---------- EXTRACT PROVIDED
Similar to post-colonial thought of the 20th century, the shu’ubiyya movement served to synthesize the colonial language and civilization with native ethnic identity. The Iranians and other non-Arabs under the Abbasids began to see themselves as truer to Islam than those of Arabs. After all, they had embraced Islam by choice, unlike the Arabs who had been born into the religion. Seemingly paradoxically, the shu’ubiyya movement grew in strength through the 9th century even as Iranians became more powerful in Abbasid society. Its appeal was not because of a sense of inferiority, but a sense of superiority. As Iranians moved upwards through Abbasid society, they needed to morally justify their new position, and there was no easier way of doing it than by embracing shu’ubiyya. For instance, the Iranians sniped at the eating habits of the Arabs, accusing their ancestors of eating lizards, which is forbidden in Islam. Just as in Czechia and Rwanda, class and ethnicity begat consciousness. The Iranian scholar and clerk resented the Arab soldier and herdsman, but publicized his resentment in the framework of the Arab’s own political system and religion.
At an individual social level USians are little different from Arabs, Iranians, Germans, Czechs, and Tutsis (Hutus, like most Bantus, appear to be different enough that social phenomenon emerge quite differently among them). The distributions of nutrition, intelligence, and personality among those peoples vary across time and space; but *as individuals* they are about equally susceptible to the social forces that shape identity. Thus, the history of their institutions and societies can be examined for the forces that drive national and state identities.
The arrival of the Americans on the North American continent in 1607 marked the beginning of the third apocalypse for the surviving Amerindians in the second millennium. Scattered across twenty-five colonies and territories in 17752, the Americans embraced a variety of folkways, political systems, and dialects. Those folkways, political systems and dialects had their roots in the Old World - with the relative stability of the British Isles after the twelfth century preserving and encouraging a substantial amount of heterogeneity that even today hasn’t been fully leveled.
The Thirteen Colonies cooperated together to wage a rebellion against Britain. The War of Independence was crueler and more destructive than now remembered. A thirtieth of the population was expelled from the country. The northern aristocracy fled to Canada, while the treacherous Philadelphia establishment was impoverished and sidelined. Their and other Loyalist threads in the tapestry of America were singed away forever, only dimly remembered by revisionist historians. Other threads which had been woven in favor of the Patriots became more closely entwined, leveling out what had before been substantial differences.
The identities of the people in the Thirteen Colonies were more closely tied to their state than to the resultant United States, so the United States’ founders created a federal system of government which left a great deal of power with the states - no matter how small. Nonetheless, most Americans were united in an independent state, with only a small fraction left under British rule in Canada or the Caribbean.
Not all of those under the new United States were Americans. Hundreds of thousands of Africans had been imported as slaves, and Amerindians lived both in militant anti-American coalitions as well as under American rule. Struggles with both shaped American history, racializing identities and weakening but not obviating sectarian divides. As suffrage spread from property holders to the White masses in the first half of the 19th century, it was taken away from blacks. After all, the Constitution of the United States declared that it was to ourselves and our Posterity - not the posterity of others like blacks and Amerindians.
--------------------
---------- SUPPLIED MATERIAL
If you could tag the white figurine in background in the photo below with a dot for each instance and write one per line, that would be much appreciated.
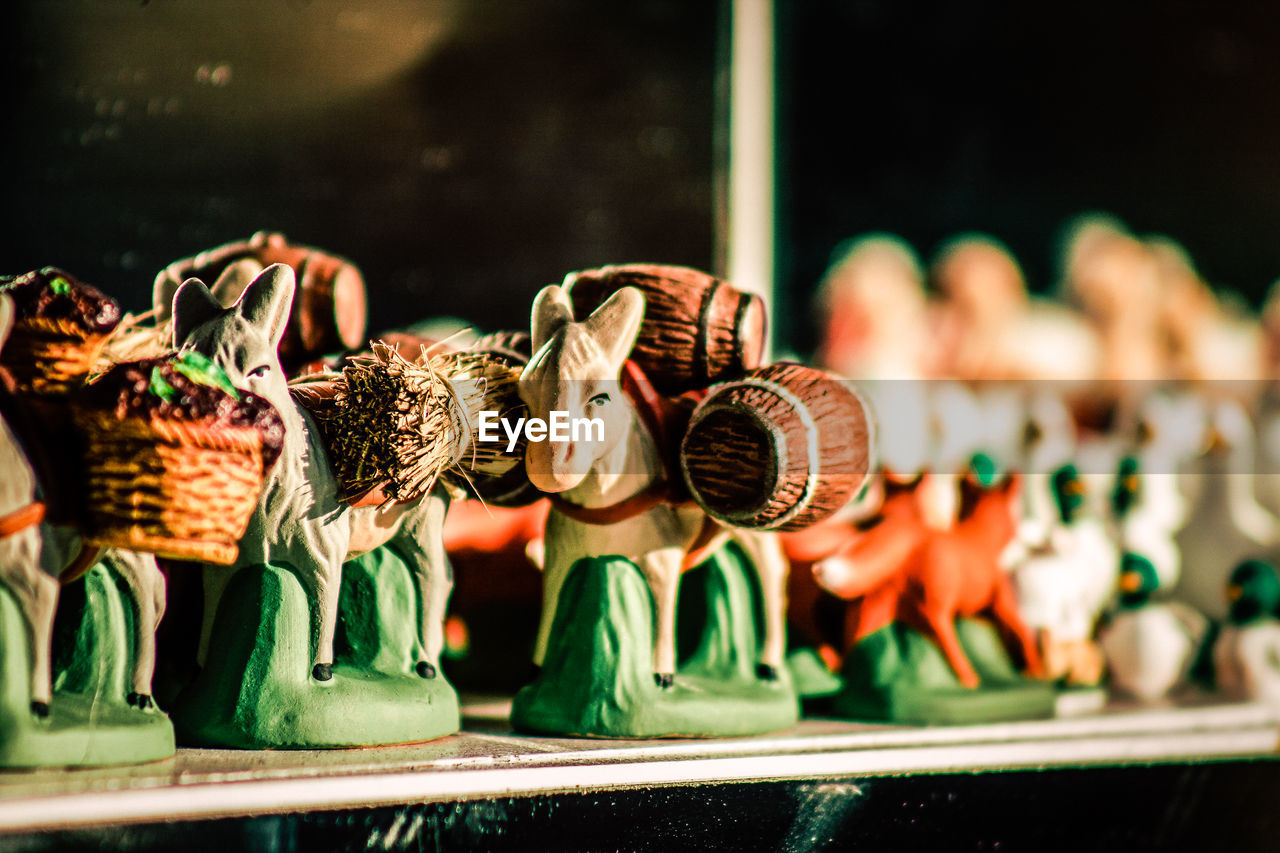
(1065, 575)
(1226, 525)
(1247, 653)
(872, 311)
(987, 327)
(1148, 501)
(1150, 646)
--------------------
• [REQUIRED ACTIONS]
**a.** Extract from the essay on national identity the stretch from "The Thirteen Colonies cooperated" through "been substantial differences.".
**b.** Decide whether each statement agrees with the essay on national identity, answering yes or no and quoting the words that settle it: (i) the shu'ubiyya movement weakened during the 9th century as Iranians gained power in Abbasid society; (ii) a thirtieth of the population was expelled from the country; (iii) the northern aristocracy fled to Canada.
The records stand apart from the essay on national identity and are separate material.

• [TASK SOLUTIONS]
**a.**
The Thirteen Colonies cooperated together to wage a rebellion against Britain. The War of Independence was crueler and more destructive than now remembered. A thirtieth of the population was expelled from the country. The northern aristocracy fled to Canada, while the treacherous Philadelphia establishment was impoverished and sidelined. Their and other Loyalist threads in the tapestry of America were singed away forever, only dimly remembered by revisionist historians. Other threads which had been woven in favor of the Patriots became more closely entwined, leveling out what had before been substantial differences.

**b.**
(i) No: "the shu’ubiyya movement grew in strength through the 9th century even as Iranians became more powerful in Abbasid society"
(ii) Yes: "A thirtieth of the population was expelled from the country."
(iii) Yes: "The northern aristocracy fled to Canada"